Richard Halstead, COO and co-founder of Wine Intelligence, says the increased power of computer-based analytics and the falling price of software are making it easier to collect online data. “We are now seeing the power of the data revolution coming to our sector,” he says.

A major source of data for Wine Intelligence is its online consumer survey, Vinitrac, which is conducted in 32 countries via polling companies such as YouGov and TNS. Data in 90% of cases comes from surveys completed by 1,000 people in each country, a sample base that gives a plus or minus 3% margin of error. “Ordinary members of the public” who drink wine once a month are paid in the form of vouchers to participate. In China, survey participants are wine drinkers who consume imported wine twice a year. 

In some markets, including Switzerland, the survey is carried out less than once a year, and Wine Intelligence would like to increase the frequency of surveys to ensure clients are kept up to date with market trends. 

Branding strategy is one of its growth areas. “One of the key developments of the past 10 years in wine market research and data is the extent to which clients are now understanding the power of branding in all its forms, and the challenges of building effective relationships with consumers,” Halstead says. “This is translating into a growing demand for our brand health measurement services, brand profiling services, and related areas like packaging research and consumer needs analysis.”

******

◆ Set task A ◆
Convert a span of the rows into a Markdown table with the columns Line and Text, numbering each line in Line and leaving out blank lines. Begin at the row line that contains "the red beanie" and stop after the row line that contains "224L783 224L784 222L798".

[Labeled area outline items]
******

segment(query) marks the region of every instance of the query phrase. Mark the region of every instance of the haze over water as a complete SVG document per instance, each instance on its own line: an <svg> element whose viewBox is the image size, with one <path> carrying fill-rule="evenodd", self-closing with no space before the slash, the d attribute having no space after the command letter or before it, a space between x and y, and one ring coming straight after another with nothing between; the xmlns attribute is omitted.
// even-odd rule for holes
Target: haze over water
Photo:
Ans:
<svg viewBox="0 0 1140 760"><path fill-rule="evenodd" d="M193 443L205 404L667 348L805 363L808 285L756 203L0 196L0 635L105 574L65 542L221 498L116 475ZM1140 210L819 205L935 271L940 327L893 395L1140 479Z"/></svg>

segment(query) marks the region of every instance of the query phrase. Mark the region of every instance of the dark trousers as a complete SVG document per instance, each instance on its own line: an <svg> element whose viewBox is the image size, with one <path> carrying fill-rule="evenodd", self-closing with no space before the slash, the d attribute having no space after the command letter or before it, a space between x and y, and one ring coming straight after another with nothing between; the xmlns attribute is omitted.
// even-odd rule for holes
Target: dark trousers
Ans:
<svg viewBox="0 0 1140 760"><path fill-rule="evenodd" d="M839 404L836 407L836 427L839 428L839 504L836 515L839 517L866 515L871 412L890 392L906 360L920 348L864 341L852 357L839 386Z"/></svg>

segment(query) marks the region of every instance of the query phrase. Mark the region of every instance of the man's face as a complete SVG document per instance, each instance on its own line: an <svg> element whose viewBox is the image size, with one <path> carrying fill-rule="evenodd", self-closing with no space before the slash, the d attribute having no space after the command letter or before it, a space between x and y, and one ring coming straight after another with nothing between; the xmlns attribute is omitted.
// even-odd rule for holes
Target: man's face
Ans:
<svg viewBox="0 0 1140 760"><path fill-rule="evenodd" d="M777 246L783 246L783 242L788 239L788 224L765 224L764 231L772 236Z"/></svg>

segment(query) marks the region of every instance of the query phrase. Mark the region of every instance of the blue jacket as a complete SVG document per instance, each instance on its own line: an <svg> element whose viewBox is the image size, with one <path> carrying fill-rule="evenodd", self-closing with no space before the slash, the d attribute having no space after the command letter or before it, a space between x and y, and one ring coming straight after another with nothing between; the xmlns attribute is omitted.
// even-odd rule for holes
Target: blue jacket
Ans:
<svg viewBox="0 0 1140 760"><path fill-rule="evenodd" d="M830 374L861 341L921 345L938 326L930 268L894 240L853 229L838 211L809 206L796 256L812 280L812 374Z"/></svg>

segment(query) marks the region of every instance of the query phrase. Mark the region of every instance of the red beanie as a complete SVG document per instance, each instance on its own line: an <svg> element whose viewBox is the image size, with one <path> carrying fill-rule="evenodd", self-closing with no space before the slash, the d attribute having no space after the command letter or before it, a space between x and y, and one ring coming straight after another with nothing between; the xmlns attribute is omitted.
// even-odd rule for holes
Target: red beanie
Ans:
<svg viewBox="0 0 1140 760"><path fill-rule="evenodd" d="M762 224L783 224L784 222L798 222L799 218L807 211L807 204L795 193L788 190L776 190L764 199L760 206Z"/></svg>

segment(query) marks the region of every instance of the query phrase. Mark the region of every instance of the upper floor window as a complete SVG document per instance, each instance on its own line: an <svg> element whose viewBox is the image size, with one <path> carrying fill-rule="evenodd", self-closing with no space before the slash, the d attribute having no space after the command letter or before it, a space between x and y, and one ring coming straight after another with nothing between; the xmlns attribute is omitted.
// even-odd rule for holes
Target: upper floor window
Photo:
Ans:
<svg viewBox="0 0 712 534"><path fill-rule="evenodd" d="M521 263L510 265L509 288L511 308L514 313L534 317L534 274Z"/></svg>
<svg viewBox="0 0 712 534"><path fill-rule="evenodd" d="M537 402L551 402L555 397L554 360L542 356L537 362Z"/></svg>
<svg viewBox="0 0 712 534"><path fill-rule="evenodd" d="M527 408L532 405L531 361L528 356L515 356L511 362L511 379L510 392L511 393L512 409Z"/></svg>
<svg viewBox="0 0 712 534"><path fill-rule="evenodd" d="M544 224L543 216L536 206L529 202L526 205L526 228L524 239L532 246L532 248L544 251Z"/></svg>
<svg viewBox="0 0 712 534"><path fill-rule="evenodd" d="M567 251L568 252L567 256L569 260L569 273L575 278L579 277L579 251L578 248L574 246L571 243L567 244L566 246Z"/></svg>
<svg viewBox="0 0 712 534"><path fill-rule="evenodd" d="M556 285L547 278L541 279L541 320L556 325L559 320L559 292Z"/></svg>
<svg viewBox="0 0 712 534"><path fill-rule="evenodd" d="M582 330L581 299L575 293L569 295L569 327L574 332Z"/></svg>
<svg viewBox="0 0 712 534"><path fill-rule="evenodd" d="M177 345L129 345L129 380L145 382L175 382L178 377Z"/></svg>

******

◆ Set task B ◆
Output a span of the passage on wine market research verbatim. Begin at the words "In some markets, including" and stop after the words "with market trends.".

◆ Reply A ◆
| Line | Text |
|---|---|
| 1 | segment(query) marks the region of every instance of the query phrase. Mark the region of every instance of the red beanie as a complete SVG document per instance, each instance on its own line: an <svg> element whose viewBox is the image size, with one <path> carrying fill-rule="evenodd", self-closing with no space before the slash, the d attribute having no space after the command letter or before it, a space between x and y, and one ring coming straight after another with nothing between; the xmlns attribute is omitted. |
| 2 | // even-odd rule for holes |
| 3 | Target: red beanie |
| 4 | Ans: |
| 5 | <svg viewBox="0 0 1140 760"><path fill-rule="evenodd" d="M762 224L783 224L784 222L798 222L799 218L807 211L807 204L795 193L788 190L776 190L764 199L760 206Z"/></svg> |

◆ Reply B ◆
In some markets, including Switzerland, the survey is carried out less than once a year, and Wine Intelligence would like to increase the frequency of surveys to ensure clients are kept up to date with market trends.